Goal of the exercise — Transcribe the records in full, keeping every character as it is.

Input for this task —

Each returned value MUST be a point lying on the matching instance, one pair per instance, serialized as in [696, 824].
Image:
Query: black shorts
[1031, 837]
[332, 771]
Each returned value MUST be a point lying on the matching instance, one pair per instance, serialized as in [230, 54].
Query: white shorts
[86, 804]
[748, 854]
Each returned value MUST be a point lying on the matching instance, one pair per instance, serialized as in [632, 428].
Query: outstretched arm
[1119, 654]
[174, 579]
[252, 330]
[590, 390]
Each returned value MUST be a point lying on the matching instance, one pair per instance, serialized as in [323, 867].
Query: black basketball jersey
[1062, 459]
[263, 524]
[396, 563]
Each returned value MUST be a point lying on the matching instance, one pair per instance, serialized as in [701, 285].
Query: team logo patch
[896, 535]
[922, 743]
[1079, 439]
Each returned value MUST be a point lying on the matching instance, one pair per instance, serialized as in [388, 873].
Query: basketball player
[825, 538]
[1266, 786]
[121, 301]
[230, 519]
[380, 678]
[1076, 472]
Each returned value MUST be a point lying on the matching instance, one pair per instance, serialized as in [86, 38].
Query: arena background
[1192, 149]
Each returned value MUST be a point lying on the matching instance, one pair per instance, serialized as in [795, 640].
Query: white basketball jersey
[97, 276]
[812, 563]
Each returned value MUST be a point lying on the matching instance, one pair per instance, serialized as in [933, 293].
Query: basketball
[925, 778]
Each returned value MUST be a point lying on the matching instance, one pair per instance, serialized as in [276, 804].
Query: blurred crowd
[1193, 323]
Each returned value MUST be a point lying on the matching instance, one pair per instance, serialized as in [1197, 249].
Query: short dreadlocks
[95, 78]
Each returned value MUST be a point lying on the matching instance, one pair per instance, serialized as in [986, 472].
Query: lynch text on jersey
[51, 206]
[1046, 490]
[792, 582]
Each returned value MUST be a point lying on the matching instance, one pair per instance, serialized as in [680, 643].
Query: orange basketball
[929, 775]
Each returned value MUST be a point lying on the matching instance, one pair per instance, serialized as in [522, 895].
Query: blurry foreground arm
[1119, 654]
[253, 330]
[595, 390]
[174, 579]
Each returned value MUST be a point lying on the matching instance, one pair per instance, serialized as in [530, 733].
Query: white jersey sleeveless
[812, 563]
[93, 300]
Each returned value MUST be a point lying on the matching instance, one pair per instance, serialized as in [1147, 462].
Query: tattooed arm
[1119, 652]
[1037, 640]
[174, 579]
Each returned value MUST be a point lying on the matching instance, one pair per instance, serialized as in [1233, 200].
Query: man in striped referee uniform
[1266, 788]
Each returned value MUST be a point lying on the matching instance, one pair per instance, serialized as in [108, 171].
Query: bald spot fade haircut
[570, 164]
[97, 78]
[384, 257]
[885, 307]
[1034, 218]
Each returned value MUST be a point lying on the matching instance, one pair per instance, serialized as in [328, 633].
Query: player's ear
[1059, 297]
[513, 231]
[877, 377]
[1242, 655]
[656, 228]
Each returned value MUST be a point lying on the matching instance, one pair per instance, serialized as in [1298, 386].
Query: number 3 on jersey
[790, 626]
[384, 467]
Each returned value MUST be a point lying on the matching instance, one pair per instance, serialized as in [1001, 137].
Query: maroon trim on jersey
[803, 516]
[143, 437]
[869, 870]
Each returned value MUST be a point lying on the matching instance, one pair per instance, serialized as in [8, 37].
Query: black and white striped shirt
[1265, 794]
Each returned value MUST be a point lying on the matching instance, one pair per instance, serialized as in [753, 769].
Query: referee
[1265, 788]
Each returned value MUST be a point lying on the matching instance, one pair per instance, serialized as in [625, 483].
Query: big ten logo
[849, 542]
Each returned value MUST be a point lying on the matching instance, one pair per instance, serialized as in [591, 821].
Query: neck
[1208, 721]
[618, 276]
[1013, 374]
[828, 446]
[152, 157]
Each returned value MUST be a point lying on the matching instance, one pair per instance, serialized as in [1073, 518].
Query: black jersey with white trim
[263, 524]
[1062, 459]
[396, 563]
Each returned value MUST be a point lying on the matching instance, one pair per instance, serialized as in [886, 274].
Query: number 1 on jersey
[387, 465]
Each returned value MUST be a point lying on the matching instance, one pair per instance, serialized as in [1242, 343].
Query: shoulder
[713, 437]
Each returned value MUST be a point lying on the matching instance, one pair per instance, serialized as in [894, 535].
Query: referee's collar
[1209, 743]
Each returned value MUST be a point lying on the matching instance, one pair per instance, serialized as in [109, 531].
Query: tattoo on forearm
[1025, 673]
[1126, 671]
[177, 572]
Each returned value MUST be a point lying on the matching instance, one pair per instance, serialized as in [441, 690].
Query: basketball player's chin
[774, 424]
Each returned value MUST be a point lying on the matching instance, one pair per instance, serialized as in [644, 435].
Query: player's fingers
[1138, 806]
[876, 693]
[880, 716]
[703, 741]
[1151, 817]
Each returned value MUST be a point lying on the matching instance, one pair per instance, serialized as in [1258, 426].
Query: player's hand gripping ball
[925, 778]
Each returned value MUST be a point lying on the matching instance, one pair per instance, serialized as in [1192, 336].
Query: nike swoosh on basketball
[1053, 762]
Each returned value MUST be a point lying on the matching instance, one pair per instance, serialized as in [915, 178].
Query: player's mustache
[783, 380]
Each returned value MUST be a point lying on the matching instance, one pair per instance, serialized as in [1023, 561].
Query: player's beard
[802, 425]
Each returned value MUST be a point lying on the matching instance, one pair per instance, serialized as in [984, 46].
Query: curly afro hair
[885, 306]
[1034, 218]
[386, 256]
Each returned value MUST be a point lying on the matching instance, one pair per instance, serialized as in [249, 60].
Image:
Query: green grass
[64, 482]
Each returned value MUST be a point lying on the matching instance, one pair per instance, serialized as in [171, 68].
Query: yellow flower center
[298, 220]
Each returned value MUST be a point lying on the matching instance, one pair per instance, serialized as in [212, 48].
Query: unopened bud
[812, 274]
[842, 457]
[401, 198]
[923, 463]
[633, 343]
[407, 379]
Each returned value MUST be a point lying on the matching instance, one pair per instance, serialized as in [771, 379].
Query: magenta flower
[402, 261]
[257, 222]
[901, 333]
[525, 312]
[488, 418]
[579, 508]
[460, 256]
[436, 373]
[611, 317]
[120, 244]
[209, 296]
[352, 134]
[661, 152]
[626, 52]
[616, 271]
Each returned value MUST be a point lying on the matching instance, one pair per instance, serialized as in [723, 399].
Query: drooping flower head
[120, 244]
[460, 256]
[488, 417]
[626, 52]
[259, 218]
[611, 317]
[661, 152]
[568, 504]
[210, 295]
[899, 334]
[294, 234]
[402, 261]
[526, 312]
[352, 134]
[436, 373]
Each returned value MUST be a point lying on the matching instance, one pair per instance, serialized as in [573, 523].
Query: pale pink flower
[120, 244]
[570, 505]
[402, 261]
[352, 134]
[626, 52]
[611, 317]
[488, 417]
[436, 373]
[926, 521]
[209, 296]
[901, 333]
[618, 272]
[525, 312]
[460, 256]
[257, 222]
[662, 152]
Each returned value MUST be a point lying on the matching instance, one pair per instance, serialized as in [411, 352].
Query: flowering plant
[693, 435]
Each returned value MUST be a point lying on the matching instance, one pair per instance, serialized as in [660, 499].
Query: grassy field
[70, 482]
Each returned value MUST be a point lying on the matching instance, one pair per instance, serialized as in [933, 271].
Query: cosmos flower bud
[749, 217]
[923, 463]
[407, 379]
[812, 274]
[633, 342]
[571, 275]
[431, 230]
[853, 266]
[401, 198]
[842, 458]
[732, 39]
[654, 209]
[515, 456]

Solution —
Each returned value MUST be a point lying on the matching instance, one pair per instance, serialized as in [696, 824].
Image:
Query: black shorts
[1031, 837]
[332, 771]
Each returned value MUST be a point lying on the matching instance, one pair per instance, serialized as in [230, 54].
Query: white shorts
[86, 804]
[748, 854]
Each returned value MUST be a point lying on the matching instance, one pair per instance, serialized as in [632, 428].
Query: outstretched arm
[1119, 654]
[174, 579]
[252, 330]
[590, 390]
Each returned value MUST be a point lying on the matching instance, one pair per instance, serialized as in [323, 867].
Query: black basketball jersey
[1062, 459]
[263, 524]
[396, 563]
Each returned value MUST be a point lying on the matching instance, one pair per instance, serialized as in [701, 285].
Query: team logo patch
[896, 535]
[922, 743]
[1079, 439]
Each returned value MUST be a point lying on the matching instance, one pair per instance, serialized as in [388, 873].
Query: basketball player
[825, 538]
[1266, 786]
[121, 301]
[230, 519]
[380, 678]
[1076, 472]
Each returned value MUST be a point lying on the matching instance, one pair per instance, serialized as in [86, 38].
Query: arena background
[1192, 149]
Each returned value MUST be a point lying on the matching instance, one pair per instance, serialized as in [795, 640].
Query: white basketball jersey
[97, 276]
[812, 563]
Each returned value MUST be a point lying on the matching instance, one pair per instance, serialized as in [933, 293].
Query: basketball
[925, 778]
Each returned value MUST be a point lying on the matching instance, one pair per instance, serialized as in [276, 804].
Query: blurred crowd
[1193, 323]
Each returned value MUST be a point lying on the matching instance, one pair per instance, serialized as in [1197, 249].
Query: short dreadlocks
[95, 78]
Each returned value MUST be a point lying on the matching instance, one pair per instance, serialized as in [986, 472].
Query: lynch text on jersey
[51, 206]
[1046, 490]
[792, 582]
Each returned value MUST be a point lying on the matching instance, one pair per instance, serialized as in [680, 643].
Query: orange basketball
[929, 775]
Each returned value MUST be a point lying on the matching instance, one pair per instance, serialized as in [522, 895].
Query: blurry foreground arm
[1119, 654]
[253, 330]
[595, 390]
[174, 579]
Each returned value MUST be a point lying on the matching instance, one pair per instance, serialized as in [530, 733].
Query: white jersey sleeveless
[812, 563]
[93, 300]
Each returned value MUST be a point lying on the matching instance, one pair per instance, serialized as in [1147, 462].
Query: tattooed arm
[1119, 652]
[1037, 640]
[174, 579]
Each returned value MUST be a point lying on the matching instance, one pair per instance, serialized as in [1233, 200].
Query: man in striped referee uniform
[1266, 788]
Each returned value MUST be a point lying on the matching instance, one pair per instance, serialized as in [108, 171].
Query: bald spot fade haircut
[570, 164]
[97, 78]
[384, 257]
[885, 307]
[1034, 218]
Each returned value MUST be a point lying on the matching instance, one pair per instance, serialized as in [328, 633].
Query: player's ear
[1059, 297]
[513, 231]
[877, 377]
[1242, 655]
[656, 228]
Each returned value MUST be a point lying on the matching instance, one pair per instance, serialized as in [1298, 386].
Query: number 3 on jersey
[790, 626]
[384, 467]
Each returned value MUST be a point lying on the matching instance, one pair per instance, serialized as in [1001, 137].
Query: maroon trim on jersey
[803, 516]
[143, 437]
[869, 870]
Each returned value MUST be a point lying on the matching instance, one pair per instance, serialized as in [8, 37].
Query: black and white striped shirt
[1265, 794]
Each returned value MUST be a point lying on the matching instance, one pair per instance, serialized as in [753, 769].
Query: referee
[1265, 788]
Each returned value MUST be a point lying on the matching instance, one pair per instance, serialized as in [625, 483].
Query: big ten logo
[849, 542]
Each returned value MUST be a point lying on the matching instance, one pair per instance, serialized as in [591, 821].
Query: neck
[1208, 721]
[618, 276]
[1013, 374]
[828, 446]
[152, 157]
Each returned value MUST be a point lying on the matching instance, one pair per instance, serialized as in [1073, 518].
Query: black jersey with white trim
[263, 524]
[1062, 459]
[396, 563]
Each returned value MUST be a point lying on the matching instance, one pair per instance, serialized as in [886, 274].
Query: number 1 on jersey
[387, 465]
Each returned value MUST be a point lying on the matching instance, one pair per instance, serialized as in [1242, 343].
Query: shoulder
[713, 437]
Each returned value MUST be a point lying on the matching instance, one pair per instance, serialized as in [894, 535].
Query: referee's collar
[1209, 743]
Each returned value MUST be a point lying on the matching instance, one pair per instance, serialized as in [109, 531].
Query: tattoo on forearm
[1025, 673]
[1126, 671]
[177, 572]
Each returned value MUST be a point lying on the matching instance, one pair per instance, serialized as in [441, 690].
Query: basketball player's chin
[774, 424]
Each returned value MUST be a point lying on the matching instance, one pair per instance, serialized as in [644, 435].
Query: player's fingers
[1138, 806]
[876, 693]
[880, 716]
[703, 741]
[1151, 817]
Each returned value MUST be a point lying on the matching instance, one pair per instance, serialized as in [1258, 426].
Query: player's hand gripping ball
[925, 778]
Each returned value MUST be a point lying on the matching instance, one pair per instance, serialized as in [1192, 336].
Query: nike swoosh on basketball
[1053, 762]
Each returned value MUST be a point lying on the matching instance, one pair per instance, serialized as in [915, 178].
Query: player's mustache
[783, 380]
Each returned value MUST be a point lying on the matching instance, one pair per instance, serialized as in [1023, 561].
Query: player's beard
[802, 425]
Each returned value MUST be a point lying on the matching instance, one pair per instance, serialized as in [984, 46].
Query: curly afro hair
[885, 306]
[1034, 218]
[386, 256]
Each returned value MUST be a point lying on the matching instance, one pair per instance, serialized as in [249, 60].
Image:
Query: green grass
[64, 482]
Each returned value MUST be a point lying on the matching instance, one pair per instance, serialized as in [171, 68].
Query: yellow flower center
[298, 220]
Each returned value MUST be a point lying on the matching instance, one pair per instance, serialized as in [212, 48].
Query: unopened bud
[812, 274]
[842, 457]
[401, 198]
[923, 463]
[633, 343]
[407, 379]
Each returned value MUST be a point lying on the matching instance, one pair per instance, serialized as in [771, 379].
Query: magenta flower
[402, 261]
[257, 222]
[901, 333]
[525, 312]
[488, 418]
[579, 508]
[460, 256]
[436, 373]
[611, 317]
[120, 244]
[209, 296]
[352, 134]
[661, 152]
[626, 52]
[616, 271]
Each returned value MUST be a point lying on the matching instance, one pair per instance, serialized as in [723, 399].
Query: drooping flower head
[120, 244]
[460, 256]
[488, 417]
[626, 52]
[259, 218]
[611, 317]
[661, 152]
[568, 504]
[210, 295]
[899, 334]
[294, 234]
[402, 261]
[526, 312]
[352, 134]
[436, 373]
Each returned value MUST be a point lying on the matching instance, one pair per instance, serialized as in [573, 523].
Query: pale pink flower
[120, 244]
[570, 505]
[402, 261]
[352, 134]
[626, 52]
[611, 317]
[488, 417]
[436, 373]
[926, 521]
[209, 296]
[901, 333]
[618, 272]
[525, 312]
[460, 256]
[257, 222]
[662, 152]
Each returned value MUST be a point lying on the matching instance, one pair per instance, serialized as in [411, 352].
Query: flowering plant
[693, 435]
Each returned value MUST be a point lying on the matching instance, one pair per instance, serialized as in [660, 499].
Query: grassy field
[70, 482]
Each returned value MUST be a point lying on the matching instance, one pair per instance, serialized as in [933, 271].
Query: cosmos flower bud
[749, 217]
[923, 463]
[407, 379]
[812, 274]
[633, 342]
[571, 275]
[431, 230]
[853, 266]
[401, 198]
[842, 458]
[732, 39]
[654, 209]
[515, 456]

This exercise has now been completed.